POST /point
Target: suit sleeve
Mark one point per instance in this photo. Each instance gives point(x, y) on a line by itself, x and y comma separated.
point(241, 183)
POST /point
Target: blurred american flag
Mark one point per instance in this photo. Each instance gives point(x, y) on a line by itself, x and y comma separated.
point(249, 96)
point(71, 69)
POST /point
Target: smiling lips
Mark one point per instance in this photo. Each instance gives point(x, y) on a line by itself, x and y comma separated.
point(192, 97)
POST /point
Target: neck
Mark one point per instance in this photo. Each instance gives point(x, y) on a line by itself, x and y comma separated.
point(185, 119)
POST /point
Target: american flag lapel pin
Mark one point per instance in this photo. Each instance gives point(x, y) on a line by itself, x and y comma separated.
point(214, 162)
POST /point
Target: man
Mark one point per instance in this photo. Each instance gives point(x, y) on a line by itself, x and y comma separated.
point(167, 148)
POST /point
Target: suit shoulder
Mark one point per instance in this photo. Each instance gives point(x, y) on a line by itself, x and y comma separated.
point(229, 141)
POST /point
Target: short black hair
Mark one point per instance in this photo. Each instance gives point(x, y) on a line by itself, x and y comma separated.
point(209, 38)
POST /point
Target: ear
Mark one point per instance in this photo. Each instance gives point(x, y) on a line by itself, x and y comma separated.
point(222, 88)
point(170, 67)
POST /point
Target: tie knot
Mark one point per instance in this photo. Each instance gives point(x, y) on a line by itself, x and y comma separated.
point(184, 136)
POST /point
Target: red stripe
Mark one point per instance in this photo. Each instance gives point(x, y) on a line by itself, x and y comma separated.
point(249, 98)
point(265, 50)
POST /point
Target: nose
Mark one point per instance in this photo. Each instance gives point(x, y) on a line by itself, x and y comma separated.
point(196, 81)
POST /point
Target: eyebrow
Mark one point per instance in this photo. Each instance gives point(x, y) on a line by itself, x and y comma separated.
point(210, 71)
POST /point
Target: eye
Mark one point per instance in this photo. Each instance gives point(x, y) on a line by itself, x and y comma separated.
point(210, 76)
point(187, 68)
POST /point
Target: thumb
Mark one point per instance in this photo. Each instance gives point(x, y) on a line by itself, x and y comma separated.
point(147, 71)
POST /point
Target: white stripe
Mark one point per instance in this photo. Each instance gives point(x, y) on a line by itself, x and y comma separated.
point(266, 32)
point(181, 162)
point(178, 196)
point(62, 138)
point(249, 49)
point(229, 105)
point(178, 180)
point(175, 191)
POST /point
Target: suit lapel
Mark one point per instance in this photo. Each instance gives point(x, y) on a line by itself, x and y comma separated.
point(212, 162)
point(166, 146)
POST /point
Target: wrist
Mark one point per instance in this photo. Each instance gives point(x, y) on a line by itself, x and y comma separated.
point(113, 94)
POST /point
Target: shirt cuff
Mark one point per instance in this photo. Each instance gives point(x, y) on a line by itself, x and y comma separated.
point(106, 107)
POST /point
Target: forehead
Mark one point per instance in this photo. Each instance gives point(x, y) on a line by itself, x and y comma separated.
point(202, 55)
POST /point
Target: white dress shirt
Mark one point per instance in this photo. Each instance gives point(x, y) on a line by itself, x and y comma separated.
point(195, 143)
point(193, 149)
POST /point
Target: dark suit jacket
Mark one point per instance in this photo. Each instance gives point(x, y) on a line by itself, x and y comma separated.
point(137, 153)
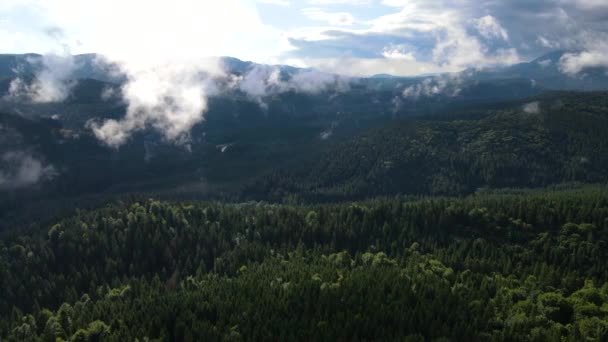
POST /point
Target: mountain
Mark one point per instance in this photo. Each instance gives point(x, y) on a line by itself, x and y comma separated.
point(546, 73)
point(555, 138)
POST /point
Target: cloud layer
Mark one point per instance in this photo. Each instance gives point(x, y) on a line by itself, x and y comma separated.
point(20, 169)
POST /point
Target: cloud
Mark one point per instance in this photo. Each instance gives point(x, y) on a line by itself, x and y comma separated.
point(596, 57)
point(398, 52)
point(445, 85)
point(331, 18)
point(283, 3)
point(52, 83)
point(170, 98)
point(263, 80)
point(165, 56)
point(489, 28)
point(532, 107)
point(340, 2)
point(20, 169)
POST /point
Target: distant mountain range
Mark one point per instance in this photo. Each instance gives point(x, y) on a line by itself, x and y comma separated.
point(244, 150)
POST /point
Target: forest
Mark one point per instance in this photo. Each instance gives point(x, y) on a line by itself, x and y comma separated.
point(455, 153)
point(493, 266)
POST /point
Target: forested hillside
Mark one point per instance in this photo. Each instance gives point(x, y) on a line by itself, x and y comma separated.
point(554, 138)
point(503, 266)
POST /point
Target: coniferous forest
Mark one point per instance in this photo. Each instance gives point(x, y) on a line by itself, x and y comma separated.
point(495, 266)
point(418, 171)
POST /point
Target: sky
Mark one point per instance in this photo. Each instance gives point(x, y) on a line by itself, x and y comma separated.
point(351, 37)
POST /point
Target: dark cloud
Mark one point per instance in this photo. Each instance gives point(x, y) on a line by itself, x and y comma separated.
point(534, 28)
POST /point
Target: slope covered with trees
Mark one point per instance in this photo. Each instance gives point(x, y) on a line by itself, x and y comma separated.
point(555, 138)
point(502, 266)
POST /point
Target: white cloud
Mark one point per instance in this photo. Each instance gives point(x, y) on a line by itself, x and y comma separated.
point(532, 107)
point(398, 52)
point(283, 3)
point(490, 28)
point(340, 2)
point(262, 81)
point(170, 98)
point(331, 18)
point(446, 85)
point(21, 169)
point(597, 56)
point(52, 83)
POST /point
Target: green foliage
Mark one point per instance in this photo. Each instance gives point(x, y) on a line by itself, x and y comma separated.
point(496, 267)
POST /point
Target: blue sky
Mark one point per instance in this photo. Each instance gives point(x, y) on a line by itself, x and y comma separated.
point(355, 37)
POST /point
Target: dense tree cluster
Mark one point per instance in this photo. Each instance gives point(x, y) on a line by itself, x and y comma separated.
point(563, 140)
point(503, 266)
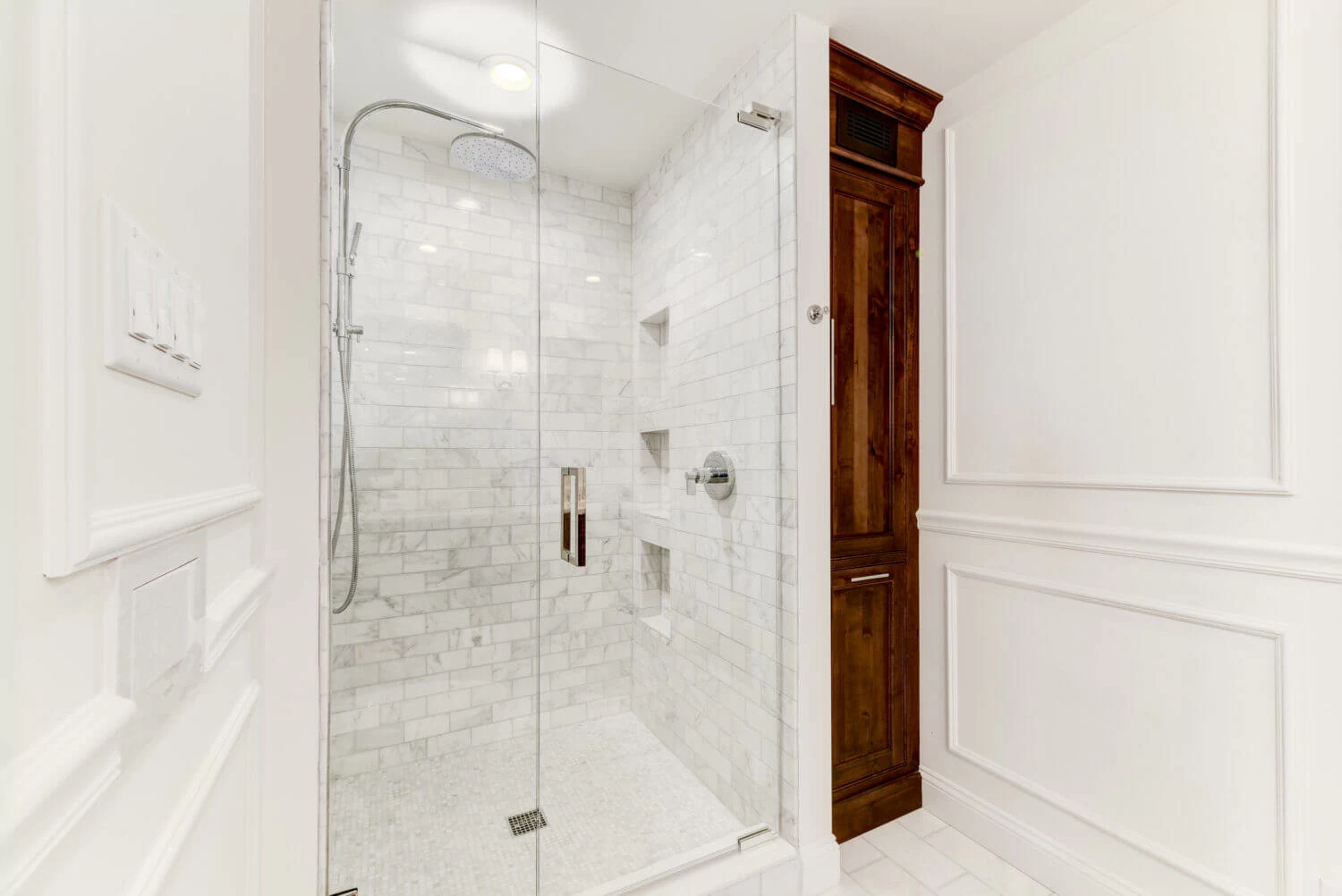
============
# WORK TO COMPLETE:
Keeping every character as it is, restate the lines above that run from the line with "Target: short black hair" through the line with "Target: suit lapel", both included, and nothing else.

# YOUR SOLUTION:
Target: short black hair
Mark one point per instance in this photo. Each instance gives point(x, y) on a line by itself, x and y comma separated.
point(209, 38)
POST /point
Target: ear
Mark one point per instance in this photo. Each instance gives point(x, y) on a line by itself, x and y comma separated.
point(222, 88)
point(170, 67)
POST /point
Target: tie knot
Mark one point per instance in this photo. Each instance gives point(x, y) on a line by itself, x and y comma separated.
point(184, 136)
POST /point
Target: red stripe
Mark one point per instance in this photo. Each instance gives point(x, y) on a line by itself, x and y comma separated.
point(249, 98)
point(265, 50)
POST /point
Target: nose
Mark one point per instance in this photo. Each instance gives point(x, y) on a line by itself, x and y comma separated.
point(196, 81)
POST /point
Target: eyebrow
Mark one point per instance in this photo. Each instance gives point(x, y) on a line by itself, x and y comma separated.
point(210, 71)
POST /point
Target: eye
Mark one point per instance in this photo. Each instance gives point(x, y) on a line by itself, x and y comma separated.
point(210, 76)
point(187, 68)
POST /point
Target: thumb
Mark one point per instance in this photo. Each instance gives point(x, y) on a line by itself, x and y comma separated.
point(147, 71)
POST /point
Target: white stripe
Mark one point per instance in this photo. Each instance gives point(x, y) on a line by itself, x and y comma separated.
point(266, 32)
point(181, 162)
point(178, 196)
point(62, 138)
point(249, 49)
point(229, 105)
point(178, 180)
point(175, 191)
POST /point
Target: suit lapel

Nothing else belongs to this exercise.